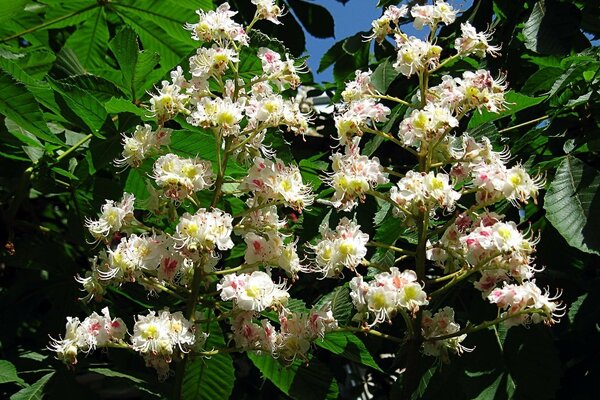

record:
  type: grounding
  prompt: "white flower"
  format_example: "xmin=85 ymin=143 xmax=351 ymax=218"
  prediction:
xmin=310 ymin=217 xmax=369 ymax=278
xmin=454 ymin=21 xmax=500 ymax=57
xmin=217 ymin=271 xmax=289 ymax=312
xmin=324 ymin=138 xmax=388 ymax=211
xmin=85 ymin=193 xmax=135 ymax=240
xmin=185 ymin=3 xmax=248 ymax=45
xmin=173 ymin=208 xmax=233 ymax=252
xmin=152 ymin=153 xmax=214 ymax=200
xmin=239 ymin=157 xmax=314 ymax=211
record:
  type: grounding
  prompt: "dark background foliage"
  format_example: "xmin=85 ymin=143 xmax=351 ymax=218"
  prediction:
xmin=0 ymin=0 xmax=600 ymax=399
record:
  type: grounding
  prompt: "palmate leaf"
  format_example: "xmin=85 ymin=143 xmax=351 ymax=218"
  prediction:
xmin=315 ymin=332 xmax=381 ymax=371
xmin=109 ymin=27 xmax=160 ymax=100
xmin=248 ymin=352 xmax=339 ymax=400
xmin=10 ymin=372 xmax=54 ymax=400
xmin=467 ymin=91 xmax=546 ymax=129
xmin=65 ymin=7 xmax=109 ymax=72
xmin=181 ymin=321 xmax=235 ymax=400
xmin=0 ymin=70 xmax=62 ymax=144
xmin=544 ymin=156 xmax=600 ymax=254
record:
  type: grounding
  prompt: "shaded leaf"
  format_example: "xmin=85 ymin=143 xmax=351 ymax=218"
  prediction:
xmin=544 ymin=156 xmax=600 ymax=254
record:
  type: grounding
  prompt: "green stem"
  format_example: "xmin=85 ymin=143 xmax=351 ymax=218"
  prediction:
xmin=56 ymin=133 xmax=94 ymax=162
xmin=367 ymin=241 xmax=415 ymax=256
xmin=425 ymin=309 xmax=544 ymax=342
xmin=0 ymin=3 xmax=100 ymax=43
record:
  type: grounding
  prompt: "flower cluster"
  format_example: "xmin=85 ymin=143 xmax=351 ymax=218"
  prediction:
xmin=310 ymin=218 xmax=369 ymax=278
xmin=350 ymin=267 xmax=429 ymax=326
xmin=421 ymin=307 xmax=472 ymax=362
xmin=48 ymin=307 xmax=127 ymax=365
xmin=239 ymin=157 xmax=314 ymax=211
xmin=231 ymin=304 xmax=338 ymax=363
xmin=131 ymin=310 xmax=197 ymax=380
xmin=451 ymin=135 xmax=543 ymax=204
xmin=325 ymin=138 xmax=388 ymax=211
xmin=217 ymin=271 xmax=290 ymax=312
xmin=152 ymin=153 xmax=214 ymax=201
xmin=488 ymin=280 xmax=566 ymax=327
xmin=390 ymin=171 xmax=460 ymax=222
xmin=115 ymin=124 xmax=171 ymax=167
xmin=85 ymin=193 xmax=135 ymax=241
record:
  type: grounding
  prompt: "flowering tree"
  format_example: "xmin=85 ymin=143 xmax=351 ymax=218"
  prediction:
xmin=1 ymin=0 xmax=600 ymax=398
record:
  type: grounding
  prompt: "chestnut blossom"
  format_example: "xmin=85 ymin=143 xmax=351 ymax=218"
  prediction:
xmin=48 ymin=307 xmax=127 ymax=365
xmin=334 ymin=98 xmax=390 ymax=144
xmin=324 ymin=138 xmax=388 ymax=211
xmin=244 ymin=232 xmax=302 ymax=277
xmin=454 ymin=21 xmax=500 ymax=58
xmin=85 ymin=193 xmax=135 ymax=240
xmin=114 ymin=124 xmax=172 ymax=167
xmin=410 ymin=0 xmax=457 ymax=29
xmin=239 ymin=157 xmax=314 ymax=211
xmin=217 ymin=271 xmax=290 ymax=312
xmin=131 ymin=310 xmax=196 ymax=380
xmin=185 ymin=3 xmax=248 ymax=46
xmin=487 ymin=280 xmax=565 ymax=327
xmin=350 ymin=267 xmax=429 ymax=326
xmin=390 ymin=171 xmax=460 ymax=217
xmin=152 ymin=153 xmax=214 ymax=201
xmin=150 ymin=66 xmax=190 ymax=122
xmin=394 ymin=34 xmax=442 ymax=77
xmin=342 ymin=70 xmax=376 ymax=103
xmin=173 ymin=208 xmax=233 ymax=253
xmin=398 ymin=103 xmax=458 ymax=147
xmin=252 ymin=0 xmax=283 ymax=25
xmin=309 ymin=217 xmax=369 ymax=278
xmin=421 ymin=307 xmax=473 ymax=362
xmin=367 ymin=5 xmax=408 ymax=43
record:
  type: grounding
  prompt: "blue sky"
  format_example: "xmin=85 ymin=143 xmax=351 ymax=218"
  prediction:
xmin=305 ymin=0 xmax=472 ymax=82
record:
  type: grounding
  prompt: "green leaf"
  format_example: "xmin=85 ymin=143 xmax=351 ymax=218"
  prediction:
xmin=109 ymin=27 xmax=160 ymax=100
xmin=523 ymin=0 xmax=589 ymax=54
xmin=467 ymin=91 xmax=546 ymax=129
xmin=181 ymin=321 xmax=235 ymax=400
xmin=316 ymin=285 xmax=353 ymax=325
xmin=65 ymin=7 xmax=109 ymax=72
xmin=10 ymin=372 xmax=54 ymax=400
xmin=0 ymin=71 xmax=62 ymax=144
xmin=315 ymin=332 xmax=381 ymax=371
xmin=0 ymin=0 xmax=27 ymax=22
xmin=371 ymin=59 xmax=398 ymax=94
xmin=248 ymin=352 xmax=338 ymax=400
xmin=51 ymin=75 xmax=118 ymax=134
xmin=0 ymin=360 xmax=25 ymax=385
xmin=544 ymin=156 xmax=600 ymax=254
xmin=288 ymin=0 xmax=334 ymax=38
xmin=112 ymin=0 xmax=200 ymax=69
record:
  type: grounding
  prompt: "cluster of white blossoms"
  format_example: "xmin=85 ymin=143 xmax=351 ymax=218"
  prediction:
xmin=390 ymin=171 xmax=460 ymax=222
xmin=173 ymin=208 xmax=233 ymax=253
xmin=324 ymin=138 xmax=388 ymax=211
xmin=48 ymin=307 xmax=127 ymax=365
xmin=152 ymin=153 xmax=214 ymax=201
xmin=487 ymin=280 xmax=566 ymax=327
xmin=85 ymin=193 xmax=135 ymax=241
xmin=131 ymin=310 xmax=197 ymax=380
xmin=350 ymin=267 xmax=429 ymax=326
xmin=231 ymin=304 xmax=338 ymax=363
xmin=451 ymin=135 xmax=544 ymax=204
xmin=309 ymin=217 xmax=369 ymax=278
xmin=115 ymin=124 xmax=172 ymax=167
xmin=239 ymin=157 xmax=314 ymax=211
xmin=427 ymin=212 xmax=564 ymax=326
xmin=217 ymin=271 xmax=290 ymax=312
xmin=421 ymin=307 xmax=472 ymax=362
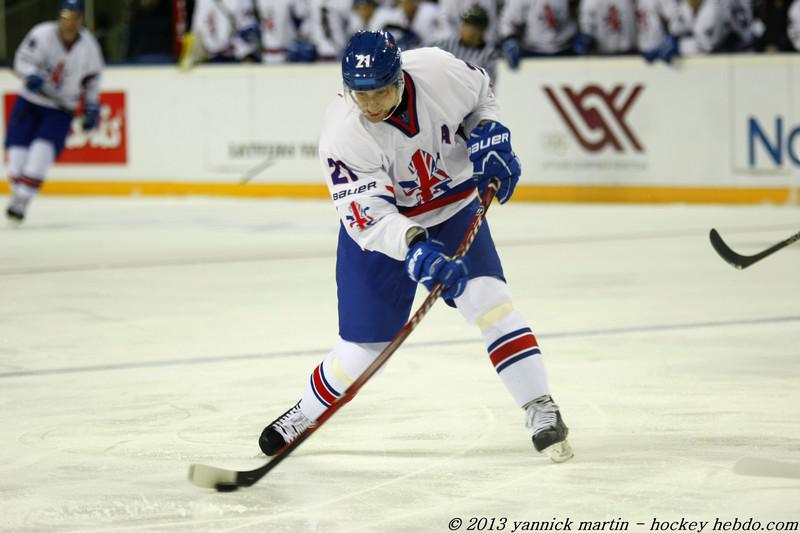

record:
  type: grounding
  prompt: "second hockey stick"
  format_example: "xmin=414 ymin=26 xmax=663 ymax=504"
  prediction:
xmin=189 ymin=179 xmax=499 ymax=492
xmin=708 ymin=228 xmax=800 ymax=270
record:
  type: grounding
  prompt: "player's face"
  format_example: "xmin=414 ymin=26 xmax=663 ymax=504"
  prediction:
xmin=58 ymin=9 xmax=81 ymax=43
xmin=461 ymin=24 xmax=483 ymax=48
xmin=351 ymin=83 xmax=400 ymax=122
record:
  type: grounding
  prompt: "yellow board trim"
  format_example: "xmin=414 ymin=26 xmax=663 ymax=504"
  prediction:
xmin=0 ymin=181 xmax=800 ymax=205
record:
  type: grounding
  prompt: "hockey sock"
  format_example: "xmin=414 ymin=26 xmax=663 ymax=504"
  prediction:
xmin=300 ymin=339 xmax=387 ymax=420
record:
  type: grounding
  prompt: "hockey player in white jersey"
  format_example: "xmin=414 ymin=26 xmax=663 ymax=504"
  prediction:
xmin=259 ymin=32 xmax=573 ymax=462
xmin=192 ymin=0 xmax=261 ymax=62
xmin=575 ymin=0 xmax=637 ymax=55
xmin=679 ymin=0 xmax=763 ymax=55
xmin=500 ymin=0 xmax=577 ymax=60
xmin=637 ymin=0 xmax=695 ymax=63
xmin=301 ymin=0 xmax=352 ymax=61
xmin=256 ymin=0 xmax=308 ymax=63
xmin=786 ymin=0 xmax=800 ymax=52
xmin=371 ymin=0 xmax=449 ymax=50
xmin=5 ymin=0 xmax=103 ymax=222
xmin=439 ymin=0 xmax=499 ymax=45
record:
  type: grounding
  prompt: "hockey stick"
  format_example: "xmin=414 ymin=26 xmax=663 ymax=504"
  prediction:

********************

Can you copy, word for word, every line from the start of the items up to and including the line containing "xmin=0 ymin=0 xmax=600 ymax=399", leaving the pictures out?

→ FINAL RESULT
record:
  type: grounding
  prompt: "white flower"
  format_example: "xmin=85 ymin=143 xmax=351 ymax=218"
  prediction:
xmin=310 ymin=217 xmax=369 ymax=278
xmin=454 ymin=21 xmax=500 ymax=57
xmin=217 ymin=271 xmax=289 ymax=312
xmin=324 ymin=138 xmax=388 ymax=211
xmin=85 ymin=193 xmax=135 ymax=240
xmin=185 ymin=3 xmax=248 ymax=45
xmin=173 ymin=208 xmax=233 ymax=252
xmin=152 ymin=153 xmax=214 ymax=200
xmin=239 ymin=157 xmax=314 ymax=211
record:
  type: grounding
  prompt: "dark background foliage"
  format_example: "xmin=85 ymin=143 xmax=351 ymax=218"
  prediction:
xmin=0 ymin=0 xmax=600 ymax=399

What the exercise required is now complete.